Problem to solve
Copy the whole listing verbatim.

Material shown
_ _ _ _

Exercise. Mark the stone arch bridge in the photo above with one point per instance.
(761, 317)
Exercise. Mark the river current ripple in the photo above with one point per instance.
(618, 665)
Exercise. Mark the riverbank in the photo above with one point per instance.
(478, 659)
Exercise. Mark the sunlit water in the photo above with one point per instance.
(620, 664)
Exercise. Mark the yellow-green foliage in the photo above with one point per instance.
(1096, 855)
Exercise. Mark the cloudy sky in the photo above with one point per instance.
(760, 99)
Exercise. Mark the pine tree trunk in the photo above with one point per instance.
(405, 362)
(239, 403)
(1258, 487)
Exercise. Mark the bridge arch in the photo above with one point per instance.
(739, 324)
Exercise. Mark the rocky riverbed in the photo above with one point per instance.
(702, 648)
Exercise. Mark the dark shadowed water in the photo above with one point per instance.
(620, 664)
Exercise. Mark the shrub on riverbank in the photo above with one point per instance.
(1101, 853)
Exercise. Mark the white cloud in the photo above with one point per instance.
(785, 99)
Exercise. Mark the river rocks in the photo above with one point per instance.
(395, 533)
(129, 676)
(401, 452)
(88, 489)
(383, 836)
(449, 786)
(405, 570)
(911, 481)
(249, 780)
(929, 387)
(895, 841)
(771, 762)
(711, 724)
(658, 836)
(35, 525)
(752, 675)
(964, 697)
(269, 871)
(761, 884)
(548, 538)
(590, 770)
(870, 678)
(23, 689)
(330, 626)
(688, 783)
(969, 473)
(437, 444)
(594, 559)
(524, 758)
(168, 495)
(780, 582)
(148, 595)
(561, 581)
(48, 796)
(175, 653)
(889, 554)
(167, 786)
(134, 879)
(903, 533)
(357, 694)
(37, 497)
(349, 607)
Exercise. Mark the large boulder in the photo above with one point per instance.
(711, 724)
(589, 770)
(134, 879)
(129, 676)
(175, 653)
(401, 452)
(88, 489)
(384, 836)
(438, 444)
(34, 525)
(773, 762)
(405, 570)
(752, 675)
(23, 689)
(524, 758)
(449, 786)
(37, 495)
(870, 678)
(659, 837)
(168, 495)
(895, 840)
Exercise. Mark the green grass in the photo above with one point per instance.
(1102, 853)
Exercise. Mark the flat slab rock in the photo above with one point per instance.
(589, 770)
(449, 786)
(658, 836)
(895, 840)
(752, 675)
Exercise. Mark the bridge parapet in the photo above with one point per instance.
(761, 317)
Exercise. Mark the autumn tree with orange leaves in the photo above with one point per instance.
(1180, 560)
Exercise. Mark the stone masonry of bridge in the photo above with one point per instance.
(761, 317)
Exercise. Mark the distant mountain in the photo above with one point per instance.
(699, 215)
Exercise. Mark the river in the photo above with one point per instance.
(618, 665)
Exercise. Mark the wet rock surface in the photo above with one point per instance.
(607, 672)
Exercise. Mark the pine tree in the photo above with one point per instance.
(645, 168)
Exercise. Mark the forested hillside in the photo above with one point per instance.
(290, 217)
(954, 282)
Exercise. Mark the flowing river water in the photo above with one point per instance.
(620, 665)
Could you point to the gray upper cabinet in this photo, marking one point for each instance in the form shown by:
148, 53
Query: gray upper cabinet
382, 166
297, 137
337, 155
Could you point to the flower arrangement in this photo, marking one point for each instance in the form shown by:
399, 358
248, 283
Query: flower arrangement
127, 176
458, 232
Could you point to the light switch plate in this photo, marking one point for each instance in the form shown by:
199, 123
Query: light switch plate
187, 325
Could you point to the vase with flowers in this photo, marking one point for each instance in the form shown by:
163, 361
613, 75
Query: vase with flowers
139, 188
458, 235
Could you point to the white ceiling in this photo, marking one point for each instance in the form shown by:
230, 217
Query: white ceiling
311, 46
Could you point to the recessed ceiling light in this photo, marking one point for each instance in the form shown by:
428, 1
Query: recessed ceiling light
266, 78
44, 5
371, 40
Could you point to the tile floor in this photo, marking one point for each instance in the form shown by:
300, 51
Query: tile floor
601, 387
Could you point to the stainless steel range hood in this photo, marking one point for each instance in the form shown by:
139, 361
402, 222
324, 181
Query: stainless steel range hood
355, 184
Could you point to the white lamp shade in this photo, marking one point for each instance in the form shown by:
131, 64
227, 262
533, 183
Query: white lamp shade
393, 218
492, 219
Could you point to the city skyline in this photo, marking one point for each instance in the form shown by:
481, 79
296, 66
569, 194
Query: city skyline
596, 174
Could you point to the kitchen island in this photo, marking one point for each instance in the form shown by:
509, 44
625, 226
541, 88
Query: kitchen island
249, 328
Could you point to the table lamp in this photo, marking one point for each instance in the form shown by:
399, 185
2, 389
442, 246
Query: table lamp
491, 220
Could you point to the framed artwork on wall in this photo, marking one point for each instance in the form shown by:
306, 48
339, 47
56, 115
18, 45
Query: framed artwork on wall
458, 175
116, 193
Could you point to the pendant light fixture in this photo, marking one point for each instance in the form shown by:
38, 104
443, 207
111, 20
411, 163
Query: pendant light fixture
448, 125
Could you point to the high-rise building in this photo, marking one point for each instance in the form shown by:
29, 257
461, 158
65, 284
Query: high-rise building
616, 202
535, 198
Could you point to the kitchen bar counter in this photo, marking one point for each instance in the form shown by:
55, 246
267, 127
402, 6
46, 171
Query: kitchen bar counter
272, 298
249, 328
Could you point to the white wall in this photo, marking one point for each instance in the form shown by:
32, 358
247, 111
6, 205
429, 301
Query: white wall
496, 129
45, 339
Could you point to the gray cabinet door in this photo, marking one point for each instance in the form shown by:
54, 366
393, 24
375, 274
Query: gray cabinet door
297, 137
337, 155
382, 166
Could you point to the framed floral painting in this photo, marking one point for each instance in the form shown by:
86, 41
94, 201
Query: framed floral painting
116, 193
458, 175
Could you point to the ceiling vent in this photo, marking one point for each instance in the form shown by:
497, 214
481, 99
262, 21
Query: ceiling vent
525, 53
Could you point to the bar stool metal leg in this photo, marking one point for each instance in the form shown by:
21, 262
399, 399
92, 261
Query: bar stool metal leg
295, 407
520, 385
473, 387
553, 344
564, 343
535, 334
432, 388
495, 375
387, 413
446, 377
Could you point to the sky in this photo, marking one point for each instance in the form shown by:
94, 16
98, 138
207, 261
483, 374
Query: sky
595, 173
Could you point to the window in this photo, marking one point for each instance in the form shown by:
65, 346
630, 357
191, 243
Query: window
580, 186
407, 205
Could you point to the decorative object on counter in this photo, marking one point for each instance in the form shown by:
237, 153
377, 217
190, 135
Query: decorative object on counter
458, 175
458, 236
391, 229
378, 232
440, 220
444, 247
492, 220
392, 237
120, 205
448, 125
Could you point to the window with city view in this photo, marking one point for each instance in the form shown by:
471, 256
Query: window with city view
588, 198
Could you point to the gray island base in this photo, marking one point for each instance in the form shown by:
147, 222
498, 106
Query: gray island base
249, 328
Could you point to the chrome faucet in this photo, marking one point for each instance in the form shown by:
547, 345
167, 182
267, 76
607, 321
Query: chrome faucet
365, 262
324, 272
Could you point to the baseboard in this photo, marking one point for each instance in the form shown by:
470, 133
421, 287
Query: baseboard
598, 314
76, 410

_ _ _ _

The completed task
Exercise. Mark the stone arch bridge in the photo above with one point per instance.
(761, 317)
Exercise. Mark the river current ripple in the photo above with one point per instance.
(618, 665)
Exercise. Mark the riverbank in the photo above with one point per instance.
(478, 659)
Exercise. Mark the sunlit water in the photo above with one point per instance.
(620, 664)
Exercise. Mark the yellow-green foliage in the photo above with one point per instance.
(1096, 855)
Exercise. Mark the cloudy sky in the photo above with one point per instance.
(760, 99)
Exercise. Mark the pine tree trunk in the photo above with one point per instance.
(405, 362)
(239, 403)
(1258, 487)
Exercise. Mark the bridge arch in the photo above with one point per instance.
(739, 324)
Exercise. Mark the rocky riverbed in the photo above with one point per instance.
(702, 648)
Exercise. Mark the dark shadowed water in the photo above with one point per instance.
(620, 664)
Exercise. Mark the shrub on riverbank in the photo above with one point per instance.
(1101, 853)
Exercise. Mark the white cloud in the photo above with one point per instance.
(785, 99)
Exercise. Mark the river rocks in the photo above with one point per instance.
(395, 533)
(129, 676)
(401, 452)
(88, 489)
(383, 836)
(449, 786)
(405, 570)
(911, 481)
(249, 780)
(929, 387)
(895, 841)
(771, 762)
(711, 724)
(658, 836)
(35, 525)
(752, 675)
(964, 697)
(269, 871)
(761, 884)
(548, 538)
(590, 770)
(870, 678)
(23, 689)
(330, 626)
(688, 783)
(969, 473)
(437, 444)
(594, 559)
(524, 758)
(168, 495)
(780, 582)
(148, 595)
(561, 581)
(48, 796)
(175, 653)
(889, 554)
(167, 786)
(134, 879)
(903, 533)
(357, 694)
(37, 497)
(349, 607)
Exercise. Mark the large boulder in the photo above with one point per instance.
(711, 724)
(589, 770)
(134, 879)
(129, 676)
(175, 653)
(401, 452)
(88, 489)
(384, 836)
(438, 444)
(34, 525)
(773, 762)
(405, 570)
(752, 675)
(23, 689)
(524, 758)
(449, 786)
(37, 495)
(870, 678)
(659, 837)
(168, 495)
(895, 840)
Exercise. Mark the green grass in the photo above with one point per instance.
(1102, 853)
Exercise. Mark the flat slab rock in the photo above with one point per instance.
(589, 770)
(449, 786)
(658, 836)
(895, 840)
(752, 675)
Exercise. Mark the bridge parapet in the photo above with one point per instance.
(761, 317)
Exercise. Mark the autumn tree with orange leaves in the photo above with one point per instance.
(1180, 560)
Exercise. Mark the stone masonry of bridge in the photo above with one point per instance.
(761, 317)
Exercise. Mark the distant mountain in the photo above with one point per instance.
(699, 215)
Exercise. Mark the river in the photo above with one point per instance.
(618, 665)
Exercise. Mark the wet rock surface in the photo above with one point per instance.
(607, 672)
Exercise. Mark the pine tree in the photo above with one point per instance.
(645, 168)
Exercise. Mark the forested hillside in the photo above with one point per instance.
(290, 217)
(954, 282)
Exercise. Mark the flowing river water in the photo above with one point per instance.
(620, 665)
Could you point to the gray upper cabinet in this photo, marking one point for each instance in the form shown by:
148, 53
Query: gray upper cabinet
382, 166
297, 137
337, 155
Could you point to the flower arrangement in this photo, marking one point for each instance in the form shown by:
399, 358
248, 283
Query: flower arrangement
127, 176
458, 232
Could you point to the light switch plate in this photo, marking one point for each instance in the form shown by:
199, 123
Query: light switch plate
187, 325
Could you point to the vase with flowers in this photo, marking one point for each instance in the form shown by:
163, 361
613, 75
Query: vase with flowers
139, 188
458, 235
Could you point to the white ceiling in this photo, marking one point for each instance in the form shown by:
230, 217
Query: white ceiling
311, 46
Could you point to the recessed ceiling light in this photo, marking one point for each instance in the form shown by:
428, 1
Query: recessed ceiling light
266, 78
44, 5
371, 40
Could you point to the tile floor in this photo, marking one point for each instance in the form shown by:
300, 51
Query: tile floor
601, 387
Could you point to the stainless steel range hood in this photo, marking one point for each instance in the form shown by:
139, 361
402, 222
324, 181
Query: stainless steel range hood
355, 184
Could you point to the white lamp shade in this photo, marking one point for each instance in the form shown by:
131, 64
227, 262
533, 183
Query: white lamp shade
393, 218
492, 219
Could you point to the city skyline in this photo, marking one point for each instance in the form shown by:
481, 79
296, 66
569, 194
Query: city skyline
596, 174
Could you point to the kitchen island in this photo, marking one point for each instance in the form shown by:
509, 44
625, 226
541, 88
Query: kitchen island
249, 328
Could you point to the table lamp in this photo, marking one point for each instance in the form shown by:
399, 185
2, 389
442, 246
Query: table lamp
491, 220
Could you point to the framed artwork on wall in this photo, marking one point for each instance in the form shown by:
306, 48
339, 47
56, 115
18, 45
Query: framed artwork on wall
458, 175
116, 193
Could you point to the pendant light fixture in this photo, marking one point for each instance in the form shown by:
38, 104
443, 207
111, 20
411, 163
Query: pendant light fixture
448, 125
Could you point to the high-rise building in this photo, marking one point for each instance in the form shown by:
29, 257
461, 158
65, 284
Query: high-rise building
616, 202
535, 198
Could you point to the kitchen bar counter in this photo, marking one point for each instance in the form shown by:
55, 246
267, 127
402, 6
46, 171
Query: kitchen bar counter
272, 298
249, 328
Could you point to the white wall in this photo, marking one point for each instance in the form shown by:
32, 358
247, 111
6, 205
429, 301
Query: white wall
496, 129
45, 339
Could you point to the gray cabinet door in this photo, marking one point for each instance in the form shown by:
54, 366
393, 24
375, 274
Query: gray cabinet door
297, 137
337, 155
382, 166
Could you point to the framed floral painting in this photo, marking one point for each instance in the form shown by:
86, 41
94, 201
Query: framed floral painting
116, 193
458, 175
Could you point to the ceiling vent in this photo, marking one point for each instance in the form shown by:
497, 214
481, 99
262, 21
Query: ceiling vent
525, 53
Could you point to the bar stool metal leg in this photo, marking one point for each instance in the form shown by:
21, 262
399, 399
92, 261
Query: bar stool metal leg
295, 407
520, 385
473, 387
553, 344
564, 343
535, 334
432, 388
495, 375
387, 413
446, 377
Could you point to the sky in this photo, marking one point for each instance in the form shown by:
94, 16
98, 138
207, 261
483, 374
Query: sky
595, 173
Could you point to the window in this photo, marking one point for each instance in the form shown by:
65, 346
630, 357
191, 243
Query: window
580, 186
407, 205
Could you point to the decorative object on counter in this photo, marking one point for each instance in the form shown by:
237, 153
377, 217
190, 135
Query: decorative object on counter
458, 175
458, 236
391, 229
378, 232
440, 220
444, 247
492, 220
392, 237
120, 205
448, 125
Could you point to the window with city view in this photo, marking one point for each instance in the form shown by:
471, 256
Query: window with city view
588, 198
Could you point to the gray island base in this photo, marking one point for each instance in the form shown by:
147, 222
498, 106
Query: gray island base
249, 328
Could you point to the chrome faucet in this photo, marking one point for each instance in the form shown by:
547, 345
167, 182
267, 76
607, 321
Query: chrome faucet
365, 262
324, 272
Could you point to the baseboard in this photo, marking one point for each instance in the form shown by:
470, 133
421, 287
Query: baseboard
598, 314
76, 410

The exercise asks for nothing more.